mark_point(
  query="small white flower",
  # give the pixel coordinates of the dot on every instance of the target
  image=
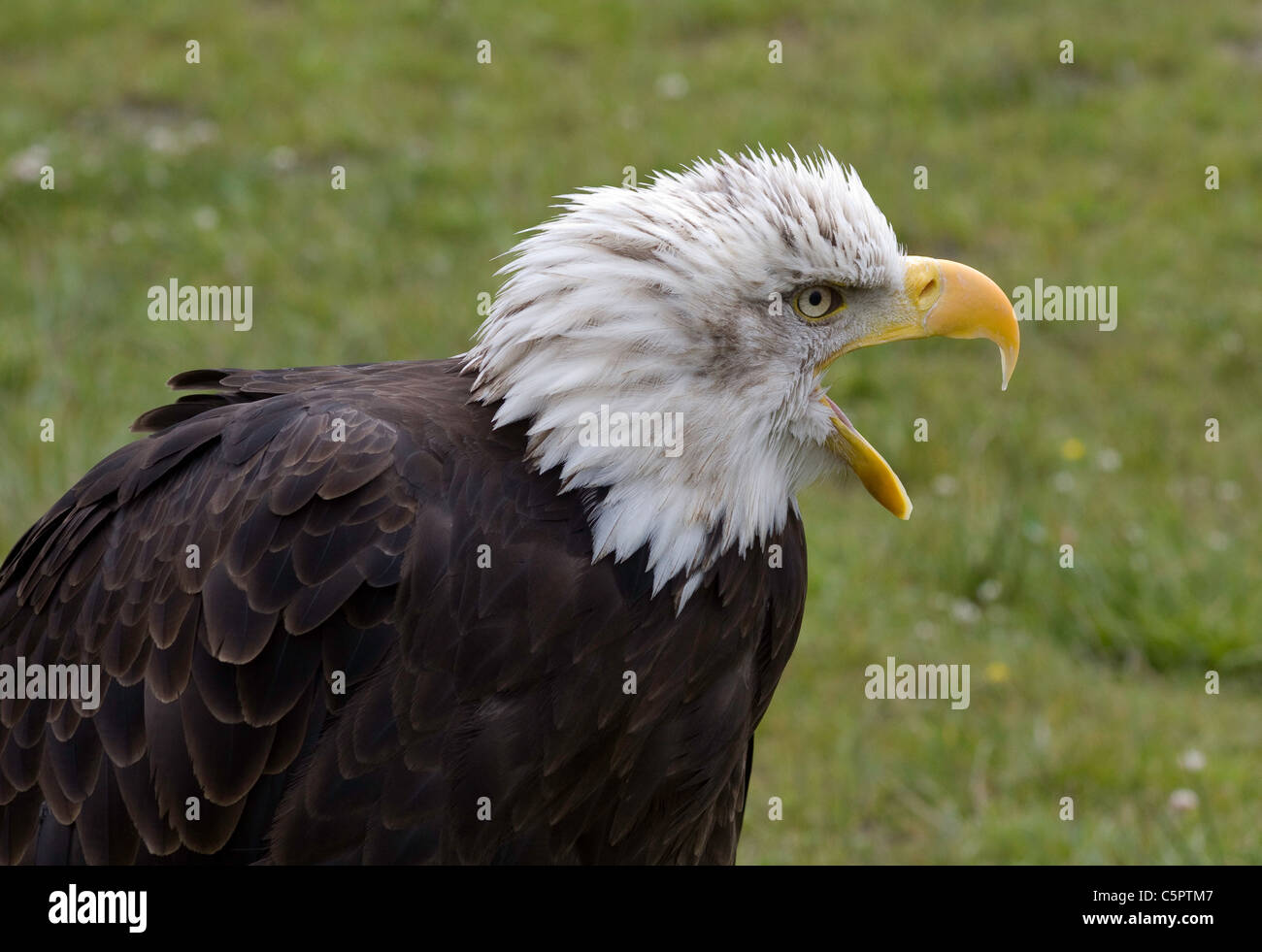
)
(25, 165)
(672, 86)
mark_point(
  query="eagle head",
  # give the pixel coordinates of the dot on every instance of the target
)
(667, 345)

- What is required -
Which lines in the records above contain the string "query"? Gather every one of them.

- Solved exercise -
  query="small white flower",
  query="eagle head",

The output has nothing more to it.